BEGIN PROVIDED ENTRIES

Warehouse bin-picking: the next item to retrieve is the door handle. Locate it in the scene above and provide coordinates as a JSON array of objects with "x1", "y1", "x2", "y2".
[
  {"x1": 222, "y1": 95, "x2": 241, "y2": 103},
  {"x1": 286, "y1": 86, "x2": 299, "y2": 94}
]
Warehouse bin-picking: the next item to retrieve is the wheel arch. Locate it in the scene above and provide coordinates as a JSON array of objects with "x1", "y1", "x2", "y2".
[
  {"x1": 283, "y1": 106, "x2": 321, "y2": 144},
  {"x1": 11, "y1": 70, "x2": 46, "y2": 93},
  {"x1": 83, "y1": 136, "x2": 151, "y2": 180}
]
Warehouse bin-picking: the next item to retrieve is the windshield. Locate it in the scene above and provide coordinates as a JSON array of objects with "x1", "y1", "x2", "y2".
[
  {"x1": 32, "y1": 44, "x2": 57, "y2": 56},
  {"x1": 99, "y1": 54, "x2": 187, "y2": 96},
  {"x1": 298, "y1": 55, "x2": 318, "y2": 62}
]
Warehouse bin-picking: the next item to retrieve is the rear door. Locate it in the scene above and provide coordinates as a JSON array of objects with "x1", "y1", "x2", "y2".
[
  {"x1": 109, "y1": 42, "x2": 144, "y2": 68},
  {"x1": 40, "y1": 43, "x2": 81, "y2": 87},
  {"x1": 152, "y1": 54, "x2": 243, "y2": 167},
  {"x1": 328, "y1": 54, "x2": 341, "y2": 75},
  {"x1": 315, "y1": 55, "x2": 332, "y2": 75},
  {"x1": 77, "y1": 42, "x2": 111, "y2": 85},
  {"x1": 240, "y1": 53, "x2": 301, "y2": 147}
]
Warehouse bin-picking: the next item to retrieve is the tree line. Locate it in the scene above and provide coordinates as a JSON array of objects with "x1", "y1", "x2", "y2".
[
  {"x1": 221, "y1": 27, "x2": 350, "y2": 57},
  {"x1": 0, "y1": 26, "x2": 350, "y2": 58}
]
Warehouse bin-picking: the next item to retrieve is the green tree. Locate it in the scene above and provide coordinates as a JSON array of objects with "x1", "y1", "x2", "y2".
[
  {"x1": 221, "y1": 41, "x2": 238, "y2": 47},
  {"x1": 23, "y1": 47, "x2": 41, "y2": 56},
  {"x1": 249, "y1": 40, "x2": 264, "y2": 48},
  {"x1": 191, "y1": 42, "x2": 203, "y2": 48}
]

END PROVIDED ENTRIES

**STATED TASK**
Please extract every line of the items above that contains the word "door", copying each line in full.

**OUTPUT OF THE TASK**
Warehouse bin-picking: the next item to retrieve is the door handle. Locate it in the scene above and provide coordinates as a JSON array of objects with "x1", "y1", "x2", "y2".
Warehouse bin-picking: the next item to retrieve is the rear door. Locate it in the scene above and provide coordinates as a JSON array of objects with "x1", "y1", "x2", "y2".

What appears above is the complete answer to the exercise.